→ Petunjuk Latihan:
Kumpulkan semua baris di bawah yang memuat kata "grass". Huruf besar dan huruf kecil dibedakan.

_ _ _ _

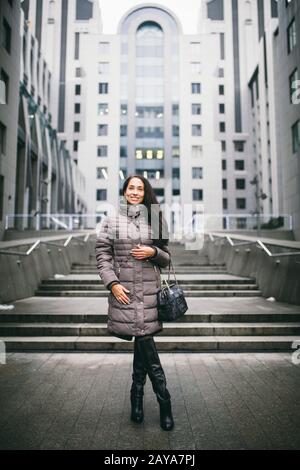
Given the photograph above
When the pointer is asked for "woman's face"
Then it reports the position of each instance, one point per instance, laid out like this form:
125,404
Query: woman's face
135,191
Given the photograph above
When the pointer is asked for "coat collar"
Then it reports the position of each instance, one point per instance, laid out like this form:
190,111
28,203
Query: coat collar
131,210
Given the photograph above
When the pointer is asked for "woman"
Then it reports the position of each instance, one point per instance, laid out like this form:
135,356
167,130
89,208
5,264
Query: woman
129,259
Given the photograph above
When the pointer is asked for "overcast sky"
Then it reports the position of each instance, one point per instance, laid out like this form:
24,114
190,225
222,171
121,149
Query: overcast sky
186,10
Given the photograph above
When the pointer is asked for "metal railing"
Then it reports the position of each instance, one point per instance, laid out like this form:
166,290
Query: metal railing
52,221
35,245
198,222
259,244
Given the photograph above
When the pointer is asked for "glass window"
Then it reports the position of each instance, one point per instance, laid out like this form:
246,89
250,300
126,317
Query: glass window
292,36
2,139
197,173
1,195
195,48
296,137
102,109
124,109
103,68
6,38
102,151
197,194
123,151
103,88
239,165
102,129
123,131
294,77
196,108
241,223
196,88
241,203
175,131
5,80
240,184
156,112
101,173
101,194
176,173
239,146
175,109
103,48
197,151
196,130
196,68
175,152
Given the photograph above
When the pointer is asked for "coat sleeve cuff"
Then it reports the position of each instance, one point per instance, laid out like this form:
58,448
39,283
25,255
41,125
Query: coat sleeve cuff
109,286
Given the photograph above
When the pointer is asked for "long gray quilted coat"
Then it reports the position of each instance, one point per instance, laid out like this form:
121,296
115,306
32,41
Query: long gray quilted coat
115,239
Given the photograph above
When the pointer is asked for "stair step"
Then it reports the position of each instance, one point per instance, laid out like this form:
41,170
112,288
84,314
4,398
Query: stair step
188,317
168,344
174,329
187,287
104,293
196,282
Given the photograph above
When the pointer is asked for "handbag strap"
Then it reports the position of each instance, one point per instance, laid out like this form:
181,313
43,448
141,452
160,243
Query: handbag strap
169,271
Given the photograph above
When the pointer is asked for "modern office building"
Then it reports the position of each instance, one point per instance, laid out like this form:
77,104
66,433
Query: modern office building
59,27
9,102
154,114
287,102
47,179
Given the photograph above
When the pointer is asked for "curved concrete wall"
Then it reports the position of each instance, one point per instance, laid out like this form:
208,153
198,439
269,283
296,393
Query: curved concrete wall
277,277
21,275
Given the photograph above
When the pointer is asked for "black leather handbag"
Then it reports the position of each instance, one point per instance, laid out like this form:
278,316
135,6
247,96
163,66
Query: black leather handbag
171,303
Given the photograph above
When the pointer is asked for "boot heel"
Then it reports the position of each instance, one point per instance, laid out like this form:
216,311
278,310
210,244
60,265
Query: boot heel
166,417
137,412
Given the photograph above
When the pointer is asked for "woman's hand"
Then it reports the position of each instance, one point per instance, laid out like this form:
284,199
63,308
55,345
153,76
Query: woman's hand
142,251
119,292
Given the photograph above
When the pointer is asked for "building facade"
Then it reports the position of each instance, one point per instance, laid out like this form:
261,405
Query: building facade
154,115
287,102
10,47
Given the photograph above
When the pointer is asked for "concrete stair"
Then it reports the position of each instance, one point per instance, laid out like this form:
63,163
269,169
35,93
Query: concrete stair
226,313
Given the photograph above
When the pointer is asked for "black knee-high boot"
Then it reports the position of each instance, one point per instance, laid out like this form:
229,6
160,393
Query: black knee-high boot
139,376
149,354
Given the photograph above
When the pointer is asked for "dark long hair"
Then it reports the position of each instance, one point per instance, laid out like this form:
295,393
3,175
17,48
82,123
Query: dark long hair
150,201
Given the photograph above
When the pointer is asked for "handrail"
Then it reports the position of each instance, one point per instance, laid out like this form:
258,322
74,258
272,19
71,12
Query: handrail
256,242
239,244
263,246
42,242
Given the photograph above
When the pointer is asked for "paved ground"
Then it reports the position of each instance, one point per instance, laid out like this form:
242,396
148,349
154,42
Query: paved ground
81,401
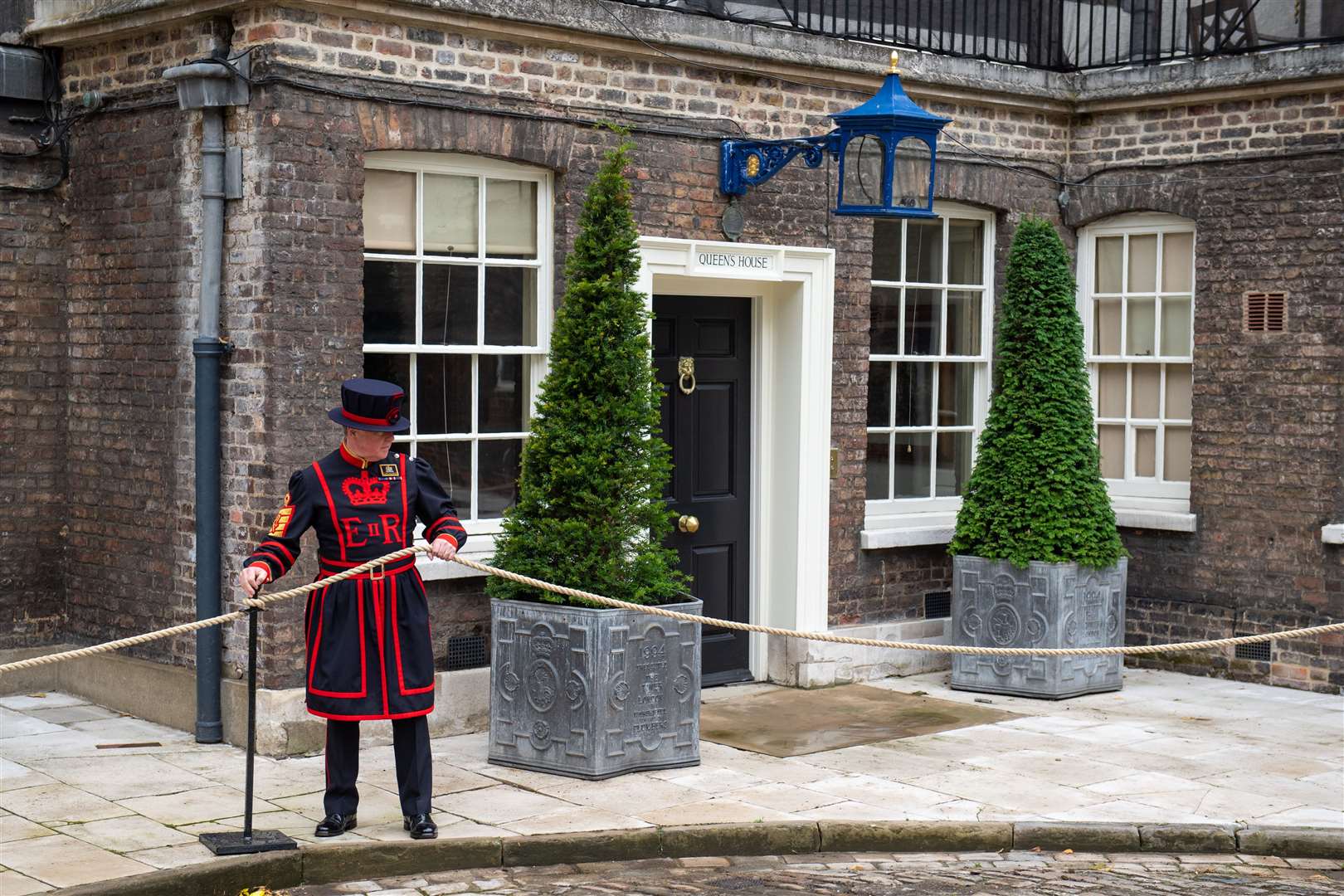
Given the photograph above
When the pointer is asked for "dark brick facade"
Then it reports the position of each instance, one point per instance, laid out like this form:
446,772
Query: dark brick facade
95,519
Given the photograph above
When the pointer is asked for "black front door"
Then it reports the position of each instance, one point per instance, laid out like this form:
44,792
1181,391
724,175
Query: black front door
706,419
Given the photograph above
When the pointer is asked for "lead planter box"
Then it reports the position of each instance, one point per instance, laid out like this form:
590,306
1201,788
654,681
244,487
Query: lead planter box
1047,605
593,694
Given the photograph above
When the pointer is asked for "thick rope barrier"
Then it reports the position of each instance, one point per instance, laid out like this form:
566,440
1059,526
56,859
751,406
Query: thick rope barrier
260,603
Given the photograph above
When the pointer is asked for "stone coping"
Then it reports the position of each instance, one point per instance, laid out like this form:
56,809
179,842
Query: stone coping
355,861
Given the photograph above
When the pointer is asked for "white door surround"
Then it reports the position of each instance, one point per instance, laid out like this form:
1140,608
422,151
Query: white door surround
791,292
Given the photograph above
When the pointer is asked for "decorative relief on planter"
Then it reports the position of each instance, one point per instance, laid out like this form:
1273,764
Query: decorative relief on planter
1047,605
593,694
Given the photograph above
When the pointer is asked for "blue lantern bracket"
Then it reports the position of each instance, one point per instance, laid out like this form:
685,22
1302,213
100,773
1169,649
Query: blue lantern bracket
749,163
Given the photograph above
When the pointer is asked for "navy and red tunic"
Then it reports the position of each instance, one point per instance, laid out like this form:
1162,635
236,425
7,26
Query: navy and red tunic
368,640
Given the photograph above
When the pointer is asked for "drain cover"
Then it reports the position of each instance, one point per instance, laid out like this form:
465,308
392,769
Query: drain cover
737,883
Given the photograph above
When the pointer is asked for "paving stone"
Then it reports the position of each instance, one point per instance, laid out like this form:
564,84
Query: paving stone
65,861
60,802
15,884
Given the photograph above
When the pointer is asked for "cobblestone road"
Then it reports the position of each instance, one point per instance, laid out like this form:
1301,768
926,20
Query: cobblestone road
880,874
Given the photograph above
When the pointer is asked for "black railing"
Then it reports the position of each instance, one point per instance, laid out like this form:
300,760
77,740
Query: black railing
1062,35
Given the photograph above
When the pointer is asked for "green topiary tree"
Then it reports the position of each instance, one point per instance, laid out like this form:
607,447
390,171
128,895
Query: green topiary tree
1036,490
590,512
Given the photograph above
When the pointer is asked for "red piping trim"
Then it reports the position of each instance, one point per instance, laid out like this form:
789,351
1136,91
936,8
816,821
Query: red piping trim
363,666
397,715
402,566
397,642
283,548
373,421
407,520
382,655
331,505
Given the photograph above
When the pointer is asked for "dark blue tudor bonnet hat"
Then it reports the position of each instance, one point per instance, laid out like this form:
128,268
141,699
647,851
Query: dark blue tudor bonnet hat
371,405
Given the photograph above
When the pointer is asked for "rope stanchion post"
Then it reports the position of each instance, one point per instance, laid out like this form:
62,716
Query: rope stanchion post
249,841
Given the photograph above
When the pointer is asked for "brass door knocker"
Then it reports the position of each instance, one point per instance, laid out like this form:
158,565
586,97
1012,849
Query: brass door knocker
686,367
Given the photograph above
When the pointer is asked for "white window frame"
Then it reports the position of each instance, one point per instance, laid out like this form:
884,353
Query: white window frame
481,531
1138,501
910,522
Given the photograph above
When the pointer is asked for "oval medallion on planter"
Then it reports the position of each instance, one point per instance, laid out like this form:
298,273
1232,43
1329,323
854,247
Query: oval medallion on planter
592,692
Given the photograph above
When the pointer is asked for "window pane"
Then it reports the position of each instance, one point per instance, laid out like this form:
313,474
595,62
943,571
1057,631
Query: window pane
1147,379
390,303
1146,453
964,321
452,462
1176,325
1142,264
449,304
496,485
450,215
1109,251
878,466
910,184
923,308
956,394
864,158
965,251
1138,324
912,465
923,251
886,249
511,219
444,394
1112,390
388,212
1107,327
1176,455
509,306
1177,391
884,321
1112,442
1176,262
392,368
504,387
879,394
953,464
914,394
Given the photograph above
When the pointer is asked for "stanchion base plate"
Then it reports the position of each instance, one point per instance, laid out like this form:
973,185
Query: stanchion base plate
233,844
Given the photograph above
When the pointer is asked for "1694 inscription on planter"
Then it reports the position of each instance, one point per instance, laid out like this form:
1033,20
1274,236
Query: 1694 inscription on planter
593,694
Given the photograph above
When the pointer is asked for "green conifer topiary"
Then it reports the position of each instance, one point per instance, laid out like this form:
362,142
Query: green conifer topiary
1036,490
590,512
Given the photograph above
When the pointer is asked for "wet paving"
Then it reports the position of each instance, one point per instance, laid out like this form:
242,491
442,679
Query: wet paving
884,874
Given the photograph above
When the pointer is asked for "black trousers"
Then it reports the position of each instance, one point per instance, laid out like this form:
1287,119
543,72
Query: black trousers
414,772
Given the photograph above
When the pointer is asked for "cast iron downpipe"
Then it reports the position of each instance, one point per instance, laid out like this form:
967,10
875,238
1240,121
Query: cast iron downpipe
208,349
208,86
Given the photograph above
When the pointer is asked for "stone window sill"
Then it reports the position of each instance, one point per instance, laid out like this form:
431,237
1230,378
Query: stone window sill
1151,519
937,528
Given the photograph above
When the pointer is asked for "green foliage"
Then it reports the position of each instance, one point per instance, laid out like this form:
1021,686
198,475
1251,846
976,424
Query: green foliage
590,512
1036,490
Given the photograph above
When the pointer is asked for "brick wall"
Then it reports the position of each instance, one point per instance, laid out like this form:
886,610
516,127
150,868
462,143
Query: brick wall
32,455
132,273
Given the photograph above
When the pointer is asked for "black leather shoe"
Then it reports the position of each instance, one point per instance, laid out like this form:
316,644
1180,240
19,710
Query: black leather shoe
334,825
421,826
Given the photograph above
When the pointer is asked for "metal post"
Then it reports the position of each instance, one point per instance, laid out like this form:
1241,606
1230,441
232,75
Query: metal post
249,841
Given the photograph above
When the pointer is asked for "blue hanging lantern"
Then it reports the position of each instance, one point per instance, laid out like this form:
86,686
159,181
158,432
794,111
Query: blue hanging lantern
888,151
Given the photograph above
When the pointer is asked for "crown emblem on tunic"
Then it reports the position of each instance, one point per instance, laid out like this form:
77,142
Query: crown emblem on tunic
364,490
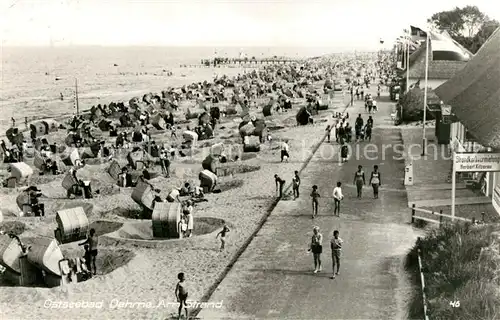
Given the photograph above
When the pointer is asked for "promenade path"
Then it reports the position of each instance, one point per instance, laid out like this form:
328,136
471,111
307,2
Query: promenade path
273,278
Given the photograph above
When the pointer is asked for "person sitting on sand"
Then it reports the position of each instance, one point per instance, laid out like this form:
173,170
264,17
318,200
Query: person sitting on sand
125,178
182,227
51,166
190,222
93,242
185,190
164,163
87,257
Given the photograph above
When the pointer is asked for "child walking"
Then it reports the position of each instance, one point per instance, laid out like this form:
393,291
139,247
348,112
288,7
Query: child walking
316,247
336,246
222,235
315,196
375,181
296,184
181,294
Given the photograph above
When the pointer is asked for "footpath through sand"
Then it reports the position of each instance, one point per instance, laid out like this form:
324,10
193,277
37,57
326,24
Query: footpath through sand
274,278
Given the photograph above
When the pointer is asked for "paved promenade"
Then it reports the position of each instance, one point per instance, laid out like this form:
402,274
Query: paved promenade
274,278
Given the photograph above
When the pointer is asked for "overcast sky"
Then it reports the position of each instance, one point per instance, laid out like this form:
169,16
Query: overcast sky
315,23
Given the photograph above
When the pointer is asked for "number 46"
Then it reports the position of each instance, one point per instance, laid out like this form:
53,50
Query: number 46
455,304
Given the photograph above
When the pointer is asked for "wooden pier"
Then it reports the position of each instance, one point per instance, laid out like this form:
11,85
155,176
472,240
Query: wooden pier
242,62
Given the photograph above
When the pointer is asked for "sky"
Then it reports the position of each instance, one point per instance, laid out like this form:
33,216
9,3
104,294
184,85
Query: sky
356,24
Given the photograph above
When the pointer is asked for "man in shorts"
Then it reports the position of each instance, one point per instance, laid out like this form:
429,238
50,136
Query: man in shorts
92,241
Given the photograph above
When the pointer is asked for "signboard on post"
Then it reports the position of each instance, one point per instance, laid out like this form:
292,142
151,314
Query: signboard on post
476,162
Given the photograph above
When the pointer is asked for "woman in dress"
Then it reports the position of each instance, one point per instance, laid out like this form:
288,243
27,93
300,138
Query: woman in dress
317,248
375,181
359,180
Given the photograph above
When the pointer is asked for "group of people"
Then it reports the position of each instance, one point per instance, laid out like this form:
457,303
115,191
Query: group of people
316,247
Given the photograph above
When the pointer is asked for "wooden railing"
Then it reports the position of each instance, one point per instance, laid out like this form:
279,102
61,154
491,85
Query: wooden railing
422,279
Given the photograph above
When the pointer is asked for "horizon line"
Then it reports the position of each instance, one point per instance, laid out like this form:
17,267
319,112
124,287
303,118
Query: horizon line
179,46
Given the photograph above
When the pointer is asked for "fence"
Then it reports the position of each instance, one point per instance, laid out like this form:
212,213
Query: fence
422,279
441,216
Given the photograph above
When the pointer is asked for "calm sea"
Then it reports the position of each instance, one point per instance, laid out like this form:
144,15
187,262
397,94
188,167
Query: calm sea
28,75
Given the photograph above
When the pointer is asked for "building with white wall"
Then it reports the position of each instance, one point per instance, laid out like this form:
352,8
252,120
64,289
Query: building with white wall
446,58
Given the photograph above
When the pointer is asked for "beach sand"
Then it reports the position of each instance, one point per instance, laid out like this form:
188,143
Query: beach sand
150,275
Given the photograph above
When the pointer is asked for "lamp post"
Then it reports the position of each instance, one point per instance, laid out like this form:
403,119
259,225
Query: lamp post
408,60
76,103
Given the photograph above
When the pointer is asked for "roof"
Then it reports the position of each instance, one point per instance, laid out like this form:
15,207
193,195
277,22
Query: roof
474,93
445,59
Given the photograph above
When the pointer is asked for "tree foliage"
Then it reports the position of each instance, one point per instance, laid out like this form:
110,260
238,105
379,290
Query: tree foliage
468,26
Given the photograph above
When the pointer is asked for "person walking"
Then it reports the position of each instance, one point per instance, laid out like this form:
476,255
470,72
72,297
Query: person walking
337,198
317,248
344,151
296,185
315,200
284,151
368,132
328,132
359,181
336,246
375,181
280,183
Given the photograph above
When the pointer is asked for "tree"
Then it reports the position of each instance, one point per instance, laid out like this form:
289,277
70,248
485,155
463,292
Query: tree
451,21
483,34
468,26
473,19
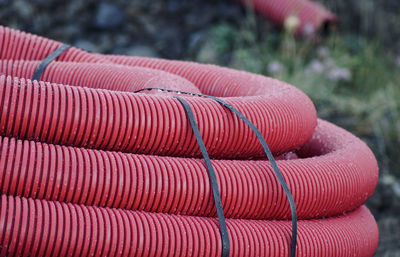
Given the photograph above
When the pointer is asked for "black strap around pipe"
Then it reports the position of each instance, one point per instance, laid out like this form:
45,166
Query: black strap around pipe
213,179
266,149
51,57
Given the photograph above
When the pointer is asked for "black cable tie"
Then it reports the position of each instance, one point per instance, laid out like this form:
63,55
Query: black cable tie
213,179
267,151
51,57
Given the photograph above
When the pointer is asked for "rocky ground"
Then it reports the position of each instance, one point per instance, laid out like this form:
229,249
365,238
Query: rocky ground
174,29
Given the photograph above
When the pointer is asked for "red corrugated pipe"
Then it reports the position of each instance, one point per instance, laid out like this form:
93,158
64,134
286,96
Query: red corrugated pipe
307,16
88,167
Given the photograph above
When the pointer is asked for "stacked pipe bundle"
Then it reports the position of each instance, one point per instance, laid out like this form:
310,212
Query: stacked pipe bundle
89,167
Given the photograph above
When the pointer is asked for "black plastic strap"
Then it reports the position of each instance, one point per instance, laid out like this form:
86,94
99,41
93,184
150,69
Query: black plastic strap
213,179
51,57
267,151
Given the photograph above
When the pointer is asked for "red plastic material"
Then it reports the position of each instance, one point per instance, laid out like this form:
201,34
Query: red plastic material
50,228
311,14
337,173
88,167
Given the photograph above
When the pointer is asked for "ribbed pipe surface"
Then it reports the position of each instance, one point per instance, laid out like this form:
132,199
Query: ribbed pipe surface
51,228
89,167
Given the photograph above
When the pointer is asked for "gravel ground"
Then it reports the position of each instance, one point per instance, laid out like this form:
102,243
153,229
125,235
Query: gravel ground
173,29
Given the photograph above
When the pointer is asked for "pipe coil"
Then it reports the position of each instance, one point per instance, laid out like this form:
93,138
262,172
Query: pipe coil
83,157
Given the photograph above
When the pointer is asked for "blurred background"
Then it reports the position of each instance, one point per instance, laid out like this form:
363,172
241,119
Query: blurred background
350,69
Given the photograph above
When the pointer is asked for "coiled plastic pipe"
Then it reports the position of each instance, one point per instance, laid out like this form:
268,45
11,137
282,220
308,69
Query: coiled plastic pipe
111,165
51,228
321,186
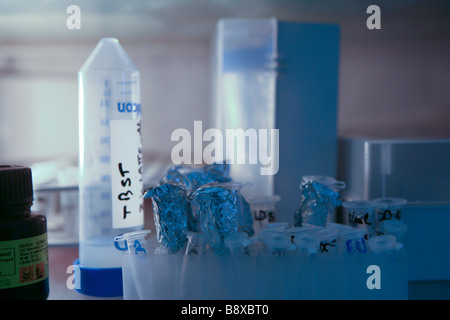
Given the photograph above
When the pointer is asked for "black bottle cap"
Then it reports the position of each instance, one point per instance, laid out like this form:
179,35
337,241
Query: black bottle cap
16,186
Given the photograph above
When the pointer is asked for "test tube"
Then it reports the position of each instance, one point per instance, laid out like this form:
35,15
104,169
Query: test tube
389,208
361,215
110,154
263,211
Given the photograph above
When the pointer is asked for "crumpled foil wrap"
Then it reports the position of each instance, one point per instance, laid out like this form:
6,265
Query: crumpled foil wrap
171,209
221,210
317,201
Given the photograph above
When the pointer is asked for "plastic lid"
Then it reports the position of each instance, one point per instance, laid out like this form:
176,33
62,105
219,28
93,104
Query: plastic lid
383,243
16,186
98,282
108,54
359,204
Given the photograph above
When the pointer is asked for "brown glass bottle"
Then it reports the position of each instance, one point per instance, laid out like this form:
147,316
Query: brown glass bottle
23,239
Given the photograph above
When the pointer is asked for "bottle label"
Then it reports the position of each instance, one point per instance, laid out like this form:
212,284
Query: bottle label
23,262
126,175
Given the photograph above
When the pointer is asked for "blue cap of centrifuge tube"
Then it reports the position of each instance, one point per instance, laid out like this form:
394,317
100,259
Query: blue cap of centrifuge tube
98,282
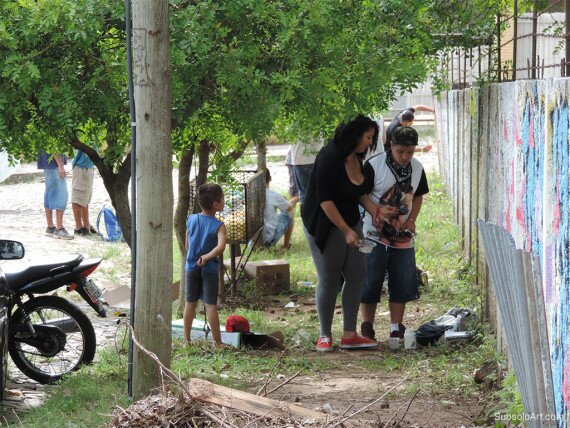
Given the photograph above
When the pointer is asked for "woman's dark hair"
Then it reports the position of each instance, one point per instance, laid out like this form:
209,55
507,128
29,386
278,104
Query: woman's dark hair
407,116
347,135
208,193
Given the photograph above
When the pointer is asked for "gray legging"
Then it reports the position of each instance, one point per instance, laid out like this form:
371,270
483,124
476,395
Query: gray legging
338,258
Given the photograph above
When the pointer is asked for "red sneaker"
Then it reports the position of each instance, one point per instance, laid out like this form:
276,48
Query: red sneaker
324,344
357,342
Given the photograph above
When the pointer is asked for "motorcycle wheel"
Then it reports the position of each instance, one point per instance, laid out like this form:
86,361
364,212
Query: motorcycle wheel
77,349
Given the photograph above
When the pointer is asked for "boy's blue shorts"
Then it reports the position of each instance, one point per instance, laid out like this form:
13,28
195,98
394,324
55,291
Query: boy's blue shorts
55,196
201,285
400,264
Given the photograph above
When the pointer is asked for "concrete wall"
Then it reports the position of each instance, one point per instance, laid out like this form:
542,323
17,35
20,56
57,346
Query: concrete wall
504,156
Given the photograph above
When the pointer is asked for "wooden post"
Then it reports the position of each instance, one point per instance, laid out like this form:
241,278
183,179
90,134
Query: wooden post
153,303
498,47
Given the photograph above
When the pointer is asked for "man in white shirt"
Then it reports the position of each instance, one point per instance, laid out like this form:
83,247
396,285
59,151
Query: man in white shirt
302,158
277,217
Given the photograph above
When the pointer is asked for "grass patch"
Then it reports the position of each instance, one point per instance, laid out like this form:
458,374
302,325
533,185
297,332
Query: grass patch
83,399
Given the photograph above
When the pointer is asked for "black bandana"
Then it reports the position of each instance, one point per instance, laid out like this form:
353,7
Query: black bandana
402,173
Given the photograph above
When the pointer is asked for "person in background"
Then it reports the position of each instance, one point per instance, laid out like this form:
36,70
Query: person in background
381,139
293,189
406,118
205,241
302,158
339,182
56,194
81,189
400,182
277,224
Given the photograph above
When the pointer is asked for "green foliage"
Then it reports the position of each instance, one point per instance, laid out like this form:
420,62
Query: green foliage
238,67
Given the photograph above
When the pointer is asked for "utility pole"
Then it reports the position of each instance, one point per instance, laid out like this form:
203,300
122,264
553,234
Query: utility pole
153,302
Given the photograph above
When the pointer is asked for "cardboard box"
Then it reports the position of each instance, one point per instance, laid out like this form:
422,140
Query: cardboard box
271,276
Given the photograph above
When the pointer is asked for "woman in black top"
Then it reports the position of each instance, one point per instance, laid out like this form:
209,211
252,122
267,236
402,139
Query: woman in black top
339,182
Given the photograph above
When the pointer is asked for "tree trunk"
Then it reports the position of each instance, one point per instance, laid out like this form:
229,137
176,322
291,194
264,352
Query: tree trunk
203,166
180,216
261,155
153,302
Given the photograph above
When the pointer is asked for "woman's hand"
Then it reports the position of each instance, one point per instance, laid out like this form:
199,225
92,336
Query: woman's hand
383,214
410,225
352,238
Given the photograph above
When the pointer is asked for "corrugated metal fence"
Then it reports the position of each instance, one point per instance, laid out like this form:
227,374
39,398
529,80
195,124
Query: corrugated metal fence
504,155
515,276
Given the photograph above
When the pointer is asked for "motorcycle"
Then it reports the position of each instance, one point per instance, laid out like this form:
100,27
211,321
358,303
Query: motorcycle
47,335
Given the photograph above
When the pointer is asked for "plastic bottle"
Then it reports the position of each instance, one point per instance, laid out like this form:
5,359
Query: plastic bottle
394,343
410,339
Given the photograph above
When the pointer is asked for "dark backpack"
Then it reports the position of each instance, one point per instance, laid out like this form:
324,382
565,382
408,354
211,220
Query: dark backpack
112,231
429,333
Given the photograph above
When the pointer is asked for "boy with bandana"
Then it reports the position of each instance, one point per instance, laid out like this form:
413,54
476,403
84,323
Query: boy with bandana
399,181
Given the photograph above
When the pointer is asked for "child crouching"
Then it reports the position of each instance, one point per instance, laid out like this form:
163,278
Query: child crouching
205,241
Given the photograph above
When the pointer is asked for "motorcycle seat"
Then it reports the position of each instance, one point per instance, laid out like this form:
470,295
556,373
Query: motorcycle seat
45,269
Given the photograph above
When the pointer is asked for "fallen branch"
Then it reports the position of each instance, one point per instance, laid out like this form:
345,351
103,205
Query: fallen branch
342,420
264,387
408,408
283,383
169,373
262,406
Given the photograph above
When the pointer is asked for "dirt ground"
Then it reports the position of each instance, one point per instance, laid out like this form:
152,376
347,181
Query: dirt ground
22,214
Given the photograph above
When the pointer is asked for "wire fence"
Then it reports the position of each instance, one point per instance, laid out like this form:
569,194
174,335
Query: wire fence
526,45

_ _ _ _

→ Jawaban Latihan:
When the pointer is asked for "grass patch"
Query: grass patch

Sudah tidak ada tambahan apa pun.